Return all the lines below in which the string "black" appears.

- **Material provided**

════════════════

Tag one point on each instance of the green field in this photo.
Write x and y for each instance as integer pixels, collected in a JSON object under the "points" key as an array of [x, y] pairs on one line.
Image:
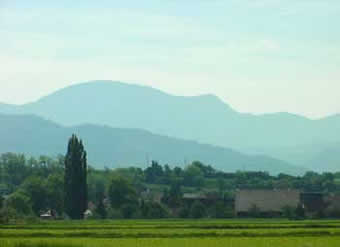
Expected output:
{"points": [[156, 233]]}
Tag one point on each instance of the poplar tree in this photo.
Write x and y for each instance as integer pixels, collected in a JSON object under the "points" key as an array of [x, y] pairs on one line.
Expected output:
{"points": [[75, 179]]}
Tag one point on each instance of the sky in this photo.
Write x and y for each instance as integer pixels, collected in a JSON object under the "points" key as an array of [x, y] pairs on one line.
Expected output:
{"points": [[259, 56]]}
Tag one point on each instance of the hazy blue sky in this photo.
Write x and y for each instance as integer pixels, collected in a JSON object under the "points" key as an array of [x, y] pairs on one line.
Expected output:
{"points": [[257, 55]]}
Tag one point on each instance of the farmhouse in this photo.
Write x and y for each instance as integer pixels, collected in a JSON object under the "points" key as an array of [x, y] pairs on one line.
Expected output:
{"points": [[265, 201]]}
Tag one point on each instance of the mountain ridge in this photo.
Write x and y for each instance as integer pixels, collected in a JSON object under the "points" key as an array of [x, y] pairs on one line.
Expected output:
{"points": [[205, 118], [113, 147]]}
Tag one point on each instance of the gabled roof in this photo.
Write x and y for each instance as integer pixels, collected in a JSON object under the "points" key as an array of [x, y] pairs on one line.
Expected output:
{"points": [[266, 200]]}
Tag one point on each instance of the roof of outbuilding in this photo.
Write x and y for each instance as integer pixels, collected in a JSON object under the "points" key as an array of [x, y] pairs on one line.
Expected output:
{"points": [[266, 200]]}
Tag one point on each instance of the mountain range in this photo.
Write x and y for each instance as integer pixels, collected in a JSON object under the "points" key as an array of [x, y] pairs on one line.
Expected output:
{"points": [[205, 119], [113, 147]]}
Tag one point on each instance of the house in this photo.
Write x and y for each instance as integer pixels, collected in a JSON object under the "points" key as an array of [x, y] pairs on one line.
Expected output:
{"points": [[87, 214], [333, 205], [271, 202], [49, 215]]}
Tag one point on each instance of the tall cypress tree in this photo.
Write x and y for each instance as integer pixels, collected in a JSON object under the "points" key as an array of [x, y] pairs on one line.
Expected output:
{"points": [[75, 179]]}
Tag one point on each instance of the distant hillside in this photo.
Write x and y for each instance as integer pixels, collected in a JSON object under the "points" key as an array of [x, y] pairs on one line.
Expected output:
{"points": [[124, 147], [204, 118]]}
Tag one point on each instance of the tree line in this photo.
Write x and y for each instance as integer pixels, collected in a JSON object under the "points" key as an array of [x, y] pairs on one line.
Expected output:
{"points": [[68, 186]]}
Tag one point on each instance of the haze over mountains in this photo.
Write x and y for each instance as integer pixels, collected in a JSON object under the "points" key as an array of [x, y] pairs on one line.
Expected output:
{"points": [[113, 147], [205, 119]]}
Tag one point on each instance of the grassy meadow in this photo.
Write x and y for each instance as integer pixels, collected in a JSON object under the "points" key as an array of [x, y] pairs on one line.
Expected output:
{"points": [[157, 233]]}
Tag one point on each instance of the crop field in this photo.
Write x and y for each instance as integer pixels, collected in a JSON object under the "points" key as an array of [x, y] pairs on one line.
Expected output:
{"points": [[169, 233]]}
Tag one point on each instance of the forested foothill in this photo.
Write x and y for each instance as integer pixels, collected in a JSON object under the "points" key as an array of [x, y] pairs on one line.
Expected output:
{"points": [[30, 187]]}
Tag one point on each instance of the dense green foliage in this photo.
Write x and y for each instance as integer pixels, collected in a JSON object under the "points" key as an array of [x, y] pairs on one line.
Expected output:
{"points": [[75, 179], [298, 140], [155, 192]]}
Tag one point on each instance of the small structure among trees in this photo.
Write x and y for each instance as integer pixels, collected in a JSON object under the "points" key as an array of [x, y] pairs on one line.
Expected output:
{"points": [[265, 202]]}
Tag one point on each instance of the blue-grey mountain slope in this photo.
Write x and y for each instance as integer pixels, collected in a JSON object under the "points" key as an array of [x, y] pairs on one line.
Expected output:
{"points": [[204, 118], [114, 147]]}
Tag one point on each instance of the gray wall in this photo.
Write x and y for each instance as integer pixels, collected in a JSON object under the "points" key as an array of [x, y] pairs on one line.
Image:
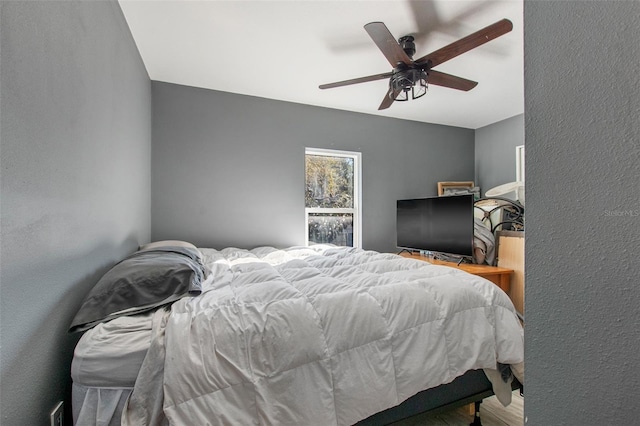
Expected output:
{"points": [[76, 147], [582, 103], [496, 152], [228, 170]]}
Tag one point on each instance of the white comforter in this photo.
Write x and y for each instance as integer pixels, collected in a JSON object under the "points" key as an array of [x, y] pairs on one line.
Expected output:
{"points": [[319, 336]]}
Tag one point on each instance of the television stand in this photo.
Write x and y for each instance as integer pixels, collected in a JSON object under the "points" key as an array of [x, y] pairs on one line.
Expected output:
{"points": [[496, 274]]}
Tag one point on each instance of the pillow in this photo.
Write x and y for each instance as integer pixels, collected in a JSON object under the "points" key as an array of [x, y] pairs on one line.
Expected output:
{"points": [[165, 243], [141, 282]]}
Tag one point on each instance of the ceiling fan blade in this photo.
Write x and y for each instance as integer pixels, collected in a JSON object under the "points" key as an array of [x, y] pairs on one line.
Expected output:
{"points": [[447, 80], [356, 80], [467, 43], [387, 44], [388, 100]]}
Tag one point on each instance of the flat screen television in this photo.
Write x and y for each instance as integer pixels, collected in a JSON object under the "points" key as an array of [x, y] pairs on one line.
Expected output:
{"points": [[436, 224]]}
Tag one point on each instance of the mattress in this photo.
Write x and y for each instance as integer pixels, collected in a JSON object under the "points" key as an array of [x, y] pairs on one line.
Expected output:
{"points": [[105, 366], [228, 354]]}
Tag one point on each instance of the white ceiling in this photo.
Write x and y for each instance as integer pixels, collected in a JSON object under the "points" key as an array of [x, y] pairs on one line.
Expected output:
{"points": [[284, 49]]}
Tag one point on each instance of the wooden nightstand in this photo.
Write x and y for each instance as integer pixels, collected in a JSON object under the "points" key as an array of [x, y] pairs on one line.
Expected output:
{"points": [[496, 274]]}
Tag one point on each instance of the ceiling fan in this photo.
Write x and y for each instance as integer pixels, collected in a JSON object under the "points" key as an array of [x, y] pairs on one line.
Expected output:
{"points": [[410, 77]]}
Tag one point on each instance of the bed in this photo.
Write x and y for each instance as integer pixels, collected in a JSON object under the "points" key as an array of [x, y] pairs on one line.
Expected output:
{"points": [[318, 335]]}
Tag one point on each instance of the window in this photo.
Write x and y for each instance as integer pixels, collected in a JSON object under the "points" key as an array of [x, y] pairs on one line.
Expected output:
{"points": [[332, 197]]}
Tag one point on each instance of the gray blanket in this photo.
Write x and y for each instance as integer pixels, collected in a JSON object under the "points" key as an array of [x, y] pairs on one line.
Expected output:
{"points": [[142, 281]]}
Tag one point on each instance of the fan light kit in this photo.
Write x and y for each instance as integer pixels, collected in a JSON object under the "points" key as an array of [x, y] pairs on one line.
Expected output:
{"points": [[410, 78]]}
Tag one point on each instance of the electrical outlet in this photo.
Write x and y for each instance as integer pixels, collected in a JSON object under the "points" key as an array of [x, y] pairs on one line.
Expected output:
{"points": [[57, 415]]}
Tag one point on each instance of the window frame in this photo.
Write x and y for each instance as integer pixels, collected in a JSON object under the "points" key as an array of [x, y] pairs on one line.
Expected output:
{"points": [[356, 211]]}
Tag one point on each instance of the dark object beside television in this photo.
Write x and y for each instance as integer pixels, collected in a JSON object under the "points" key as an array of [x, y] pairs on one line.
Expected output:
{"points": [[442, 225]]}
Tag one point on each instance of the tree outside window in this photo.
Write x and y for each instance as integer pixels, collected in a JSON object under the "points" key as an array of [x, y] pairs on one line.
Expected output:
{"points": [[332, 197]]}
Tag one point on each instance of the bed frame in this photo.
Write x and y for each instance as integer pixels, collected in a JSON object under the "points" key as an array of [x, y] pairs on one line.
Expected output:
{"points": [[471, 387]]}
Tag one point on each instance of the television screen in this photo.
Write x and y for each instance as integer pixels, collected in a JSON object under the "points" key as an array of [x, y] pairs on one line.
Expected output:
{"points": [[438, 224]]}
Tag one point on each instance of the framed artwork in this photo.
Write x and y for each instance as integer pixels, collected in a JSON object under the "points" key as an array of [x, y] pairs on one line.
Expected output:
{"points": [[449, 188]]}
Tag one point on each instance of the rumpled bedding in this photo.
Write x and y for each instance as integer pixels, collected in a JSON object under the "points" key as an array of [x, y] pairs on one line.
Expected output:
{"points": [[141, 282], [318, 335]]}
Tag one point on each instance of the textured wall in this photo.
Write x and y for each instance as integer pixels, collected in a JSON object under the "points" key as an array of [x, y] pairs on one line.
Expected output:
{"points": [[75, 179], [582, 103], [229, 169], [496, 152]]}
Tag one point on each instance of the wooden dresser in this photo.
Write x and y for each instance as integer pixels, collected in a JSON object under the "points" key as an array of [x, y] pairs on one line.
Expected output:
{"points": [[500, 276], [510, 251]]}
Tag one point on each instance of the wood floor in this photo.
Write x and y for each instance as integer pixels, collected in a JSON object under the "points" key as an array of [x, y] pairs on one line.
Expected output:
{"points": [[492, 413]]}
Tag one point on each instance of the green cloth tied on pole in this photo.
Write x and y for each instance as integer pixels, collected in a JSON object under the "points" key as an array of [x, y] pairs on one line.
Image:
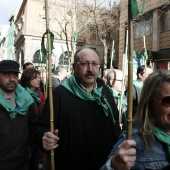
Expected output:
{"points": [[75, 35], [43, 50], [135, 10], [145, 53]]}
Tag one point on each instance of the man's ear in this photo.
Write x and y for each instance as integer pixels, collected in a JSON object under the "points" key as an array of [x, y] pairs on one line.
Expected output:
{"points": [[73, 66], [112, 82]]}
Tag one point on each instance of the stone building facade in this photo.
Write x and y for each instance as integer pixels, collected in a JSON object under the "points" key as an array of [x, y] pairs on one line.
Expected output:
{"points": [[154, 24]]}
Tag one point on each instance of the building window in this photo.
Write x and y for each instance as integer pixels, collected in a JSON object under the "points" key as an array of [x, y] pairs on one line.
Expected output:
{"points": [[165, 21], [143, 28]]}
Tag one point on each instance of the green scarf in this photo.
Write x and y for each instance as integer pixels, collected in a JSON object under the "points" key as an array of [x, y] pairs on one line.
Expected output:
{"points": [[35, 96], [96, 95], [163, 137], [138, 83], [23, 101]]}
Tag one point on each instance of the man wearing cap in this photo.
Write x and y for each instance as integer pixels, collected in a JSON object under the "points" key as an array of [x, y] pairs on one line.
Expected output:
{"points": [[17, 119]]}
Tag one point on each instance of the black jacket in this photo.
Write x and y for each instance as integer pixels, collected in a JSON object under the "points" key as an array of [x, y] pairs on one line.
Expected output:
{"points": [[86, 133], [16, 139]]}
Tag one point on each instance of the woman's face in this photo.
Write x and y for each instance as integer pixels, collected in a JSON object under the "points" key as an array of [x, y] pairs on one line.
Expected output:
{"points": [[161, 107], [35, 83]]}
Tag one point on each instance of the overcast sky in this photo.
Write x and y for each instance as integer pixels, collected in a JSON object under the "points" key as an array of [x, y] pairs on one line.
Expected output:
{"points": [[7, 8]]}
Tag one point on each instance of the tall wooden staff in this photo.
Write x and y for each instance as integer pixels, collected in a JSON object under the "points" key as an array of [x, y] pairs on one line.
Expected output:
{"points": [[49, 51], [112, 56], [124, 67], [144, 46], [130, 71]]}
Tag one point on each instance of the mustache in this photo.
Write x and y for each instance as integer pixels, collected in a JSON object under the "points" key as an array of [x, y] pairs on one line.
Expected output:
{"points": [[12, 83], [89, 74]]}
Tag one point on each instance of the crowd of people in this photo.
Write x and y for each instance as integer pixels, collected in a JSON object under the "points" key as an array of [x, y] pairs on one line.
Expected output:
{"points": [[90, 113]]}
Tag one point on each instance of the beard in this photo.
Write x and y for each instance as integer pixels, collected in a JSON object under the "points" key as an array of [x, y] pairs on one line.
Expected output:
{"points": [[7, 89]]}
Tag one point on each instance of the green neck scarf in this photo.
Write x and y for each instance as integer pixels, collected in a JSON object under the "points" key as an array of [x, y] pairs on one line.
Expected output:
{"points": [[163, 137], [23, 101], [96, 95], [35, 96], [138, 83]]}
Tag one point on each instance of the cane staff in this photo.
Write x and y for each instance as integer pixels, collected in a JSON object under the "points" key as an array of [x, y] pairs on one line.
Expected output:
{"points": [[130, 72], [49, 51]]}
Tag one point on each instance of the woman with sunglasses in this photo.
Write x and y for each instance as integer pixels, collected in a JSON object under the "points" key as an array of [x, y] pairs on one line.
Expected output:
{"points": [[150, 144]]}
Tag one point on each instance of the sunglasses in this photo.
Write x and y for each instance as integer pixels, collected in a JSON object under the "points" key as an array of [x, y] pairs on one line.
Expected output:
{"points": [[165, 102]]}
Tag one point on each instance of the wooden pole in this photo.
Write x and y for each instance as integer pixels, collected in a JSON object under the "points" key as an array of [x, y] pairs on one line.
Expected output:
{"points": [[112, 56], [144, 46], [124, 67], [130, 72], [49, 51]]}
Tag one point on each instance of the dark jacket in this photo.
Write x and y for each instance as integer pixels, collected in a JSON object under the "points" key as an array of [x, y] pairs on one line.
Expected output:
{"points": [[86, 133], [16, 139]]}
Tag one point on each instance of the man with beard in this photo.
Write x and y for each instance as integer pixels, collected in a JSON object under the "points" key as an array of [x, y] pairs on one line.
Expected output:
{"points": [[17, 119], [86, 118]]}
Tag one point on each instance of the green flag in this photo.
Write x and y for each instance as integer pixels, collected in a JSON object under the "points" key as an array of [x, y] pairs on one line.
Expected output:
{"points": [[75, 35], [135, 10], [143, 7], [145, 53], [43, 50], [10, 43]]}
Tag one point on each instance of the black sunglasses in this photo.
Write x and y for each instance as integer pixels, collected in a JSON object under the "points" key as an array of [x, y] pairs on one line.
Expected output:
{"points": [[165, 102]]}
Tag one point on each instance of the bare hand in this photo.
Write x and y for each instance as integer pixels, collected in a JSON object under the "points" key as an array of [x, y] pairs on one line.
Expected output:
{"points": [[50, 140], [125, 156]]}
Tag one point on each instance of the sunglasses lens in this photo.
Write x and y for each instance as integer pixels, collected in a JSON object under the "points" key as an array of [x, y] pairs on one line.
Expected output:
{"points": [[165, 102]]}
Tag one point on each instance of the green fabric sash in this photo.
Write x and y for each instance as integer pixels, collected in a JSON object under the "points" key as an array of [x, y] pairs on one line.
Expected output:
{"points": [[163, 137], [138, 83], [96, 95], [35, 96], [23, 102]]}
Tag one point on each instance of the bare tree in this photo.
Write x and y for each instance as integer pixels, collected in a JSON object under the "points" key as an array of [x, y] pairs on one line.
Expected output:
{"points": [[103, 19]]}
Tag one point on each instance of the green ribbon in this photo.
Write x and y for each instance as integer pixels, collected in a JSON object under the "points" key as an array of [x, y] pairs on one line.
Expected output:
{"points": [[96, 95], [35, 96], [163, 137], [23, 101]]}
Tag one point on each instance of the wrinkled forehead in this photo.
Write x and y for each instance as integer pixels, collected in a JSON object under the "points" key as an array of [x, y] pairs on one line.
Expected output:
{"points": [[119, 74], [87, 55]]}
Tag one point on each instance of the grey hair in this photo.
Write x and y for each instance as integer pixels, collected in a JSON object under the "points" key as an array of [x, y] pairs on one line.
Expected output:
{"points": [[111, 75], [59, 69], [144, 115]]}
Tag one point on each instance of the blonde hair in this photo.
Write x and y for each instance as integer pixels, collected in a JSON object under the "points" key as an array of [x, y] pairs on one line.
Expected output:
{"points": [[144, 115]]}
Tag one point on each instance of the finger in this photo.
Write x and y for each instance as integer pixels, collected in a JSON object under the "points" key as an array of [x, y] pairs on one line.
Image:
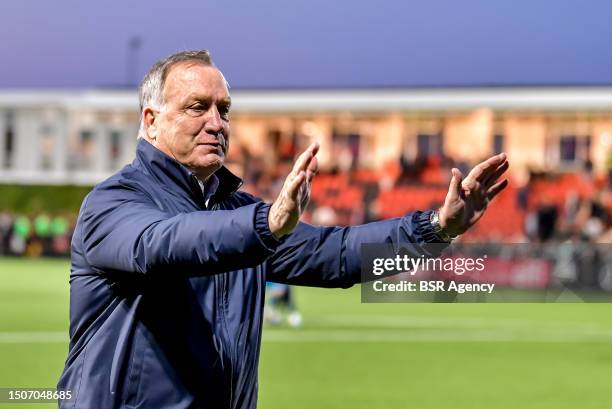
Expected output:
{"points": [[496, 174], [454, 188], [312, 169], [496, 188], [484, 169], [295, 185]]}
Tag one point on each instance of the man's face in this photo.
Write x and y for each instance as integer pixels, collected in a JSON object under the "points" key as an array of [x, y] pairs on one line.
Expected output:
{"points": [[193, 127]]}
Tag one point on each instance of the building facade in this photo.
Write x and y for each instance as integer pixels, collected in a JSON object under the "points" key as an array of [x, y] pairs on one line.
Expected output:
{"points": [[81, 137]]}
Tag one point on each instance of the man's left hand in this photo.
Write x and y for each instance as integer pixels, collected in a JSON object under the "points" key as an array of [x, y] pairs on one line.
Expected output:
{"points": [[468, 198]]}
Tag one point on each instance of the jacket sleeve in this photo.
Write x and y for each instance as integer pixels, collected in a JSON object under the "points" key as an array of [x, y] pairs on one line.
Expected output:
{"points": [[123, 229], [331, 256]]}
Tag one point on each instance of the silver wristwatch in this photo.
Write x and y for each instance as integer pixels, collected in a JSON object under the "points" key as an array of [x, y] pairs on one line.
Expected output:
{"points": [[434, 220]]}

════════════════

- **Response box**
Tag one point on each instance of the black jacket in this photo.
Tag one point on each instance of the black sunglasses in this photo.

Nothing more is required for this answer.